◆ PAGE TEXT:
^^^^^^^^

- Church: Anglican
- Province: Southern Africa
- Diocese: St Helena

Orders
- Consecration: 29 May 1862

Personal details
- Born: 11 July 1810
- Died: 6 January 1899 (aged 88) Jamestown, Saint Helena

= Thomas Welby =

English missionary, clergyman and soldier

Thomas Earle Welby (11 July 1810 – 6 January 1899) was an English missionary, clergyman and former soldier. The younger son of a baronet, he served in the army for eight years, but, after leaving 1837, served as a missionary in Canada, where he became a rector, and later as an archdeacon in South Africa, before going on to be consecrated as the second bishop of the island Saint Helena in the Anglican church.

==Early life and education==

Thomas Earle Welby was born on 11 July 1810, the second son of Sir William Earle Welby, the second Baronet, and Wilhelmina Spry, daughter of William Spry, a Governor of Barbados. He was educated as a boy at Rugby School.

At the age of 16, Welby joined the army as an ensign in the 26th Foot, becoming a lieutenant in 1829 and then a lieutenant in the 13th Light Dragoons in 1830, at which rank he remained until leaving in 1837. After marrying (see below), he was admitted to Christ's College, Cambridge in 1846; he also received two Lambeth Degrees: an M.A., on 22 May 1848, and a Doctor of Divinity on 27 February 1862. (Note: Venn gives the year of the MA as 1843, as does Crockford's Clerical Directory, 1898, p. 1186.)

==Family==

Welby married, in 1837, Mary Browne, daughter of A. Browne; she died in 1897. Together, they had ten children:

- Henry Earle Welby (1838–1869). He married, in 1866, Cecilia Bland, a daughter of T. Bland of George Town, Cape Colony (South Africa). Together they had one son: Hugh Earle Welby (b. 1867).

^^^^^^^^

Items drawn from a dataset

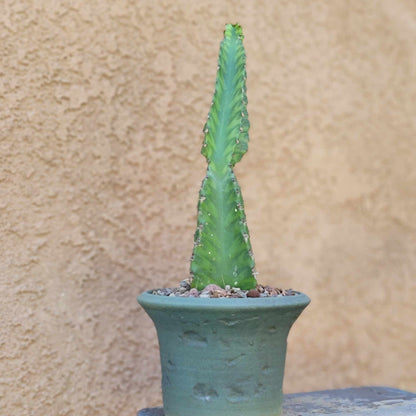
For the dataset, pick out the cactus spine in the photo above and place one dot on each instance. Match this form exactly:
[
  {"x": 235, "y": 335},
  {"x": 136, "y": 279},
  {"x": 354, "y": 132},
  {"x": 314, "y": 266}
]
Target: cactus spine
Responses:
[{"x": 222, "y": 251}]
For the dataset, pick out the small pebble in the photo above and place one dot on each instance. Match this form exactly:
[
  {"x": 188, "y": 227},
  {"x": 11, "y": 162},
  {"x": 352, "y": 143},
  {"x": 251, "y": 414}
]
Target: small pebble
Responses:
[
  {"x": 253, "y": 293},
  {"x": 214, "y": 291}
]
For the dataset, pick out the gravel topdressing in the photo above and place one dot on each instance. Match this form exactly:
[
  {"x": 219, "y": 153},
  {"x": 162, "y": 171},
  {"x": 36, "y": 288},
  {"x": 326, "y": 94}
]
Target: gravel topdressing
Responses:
[{"x": 214, "y": 291}]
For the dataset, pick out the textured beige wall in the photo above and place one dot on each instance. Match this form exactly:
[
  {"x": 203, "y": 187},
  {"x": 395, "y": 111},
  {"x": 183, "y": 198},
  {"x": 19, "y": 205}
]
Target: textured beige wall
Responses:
[{"x": 102, "y": 103}]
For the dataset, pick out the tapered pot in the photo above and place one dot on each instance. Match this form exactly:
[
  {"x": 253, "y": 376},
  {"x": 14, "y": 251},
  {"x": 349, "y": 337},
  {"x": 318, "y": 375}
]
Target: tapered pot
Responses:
[{"x": 222, "y": 357}]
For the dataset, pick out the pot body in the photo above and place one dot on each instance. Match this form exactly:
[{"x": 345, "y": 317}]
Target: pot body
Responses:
[{"x": 223, "y": 357}]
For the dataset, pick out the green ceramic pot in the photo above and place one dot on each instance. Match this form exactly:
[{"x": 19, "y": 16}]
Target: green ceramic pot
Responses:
[{"x": 222, "y": 357}]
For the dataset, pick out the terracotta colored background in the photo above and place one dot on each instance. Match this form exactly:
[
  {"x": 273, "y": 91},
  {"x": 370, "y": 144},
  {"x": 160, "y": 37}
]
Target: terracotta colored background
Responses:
[{"x": 102, "y": 104}]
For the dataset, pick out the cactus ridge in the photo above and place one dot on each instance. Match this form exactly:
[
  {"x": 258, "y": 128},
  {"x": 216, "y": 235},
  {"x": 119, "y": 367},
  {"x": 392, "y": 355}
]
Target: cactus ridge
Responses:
[{"x": 222, "y": 251}]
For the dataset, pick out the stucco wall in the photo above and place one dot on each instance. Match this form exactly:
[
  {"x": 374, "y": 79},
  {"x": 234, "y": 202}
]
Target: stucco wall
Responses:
[{"x": 102, "y": 103}]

^^^^^^^^

◆ ASSIGNMENT A:
Using the article on Thomas Welby, decide whether each statement agrees with it: (i) Welby joined the army as an ensign in the 26th Foot at the age of 16; (ii) Welby was the eldest son of Sir William Earle Welby; (iii) Welby's wife, Mary Browne, died in 1897. Answer yes or no for each and quote the words from the article that settle it.
◆ ASSIGNMENT B:
Carry the article on Thomas Welby further, starting after its last sentence.
Nothing in the items is needed for this work.

◆ RESPONSE BOX A:
(i) Yes: "At the age of 16, Welby joined the army as an ensign in the 26th Foot"
(ii) No: "the second son of Sir William Earle Welby"
(iii) Yes: "Welby married, in 1837, Mary Browne, daughter of A. Browne; she died in 1897"

◆ RESPONSE BOX B:
- Captain Charles Earle Welby (1850 - 1913) He was an Inspector of Schools for Allahabad in the Indian Educational Service; served in the Agra Volunteer Rifles, becoming a Captain; later an Honorary Fellow of Allahabad University. He married, in 1880, Annie Williams, widow of Walter Conroy and they had one son, Thomas Earle Welby (b. 1881), a sub-editor of the Madras Mail.
- Arthur Thomas Earle Welby (1855–1908). He was the General Manager of the Rio Denver Railroad, United States. He married firstly in 1874, Phoebe de Cew (d. 1895), daughter of Capt. de Cew, and secondly, in 1898, Maria Mitchell, daughter of J. F. Mitchell, and had five children with her.
- Frederick Earle Welby, FRCSE (1858–1900). He married, in 1883, Janet Anne Henderson, daughter of F. Henderson of Wick, and had, with her, four children.
- Penelope Welby. (b 1842) She married, in 1863, Major-General John Haughton, who died in 1889, and had with him two children.
- Wilhelmina Welby. She married, in 1864, Major-General Robert Barton, of the Royal Engineers, who died without issue in 1894.She died in 1912 .
- Elizabeth Welby. (d.1934)
- Carline Welby. She married, firstly, in 1867, Charles Henry Fowler, , who died in 1877, and, secondly, in 1884, the Rev. Francis William Carré, Vicar of St. Katherine's, Marlborough, who died in 1901; with her husbands, she had three children.
- Katherine Welby. Married on St Helena in 1873 to Saul Solomon of St Helena. He died in 1896. They had four children. She died 23 March 1937
- Edith Frances Welby. She married, in 1884, Lieutenant-Colonel Robert Mark Bradford, a surgeon.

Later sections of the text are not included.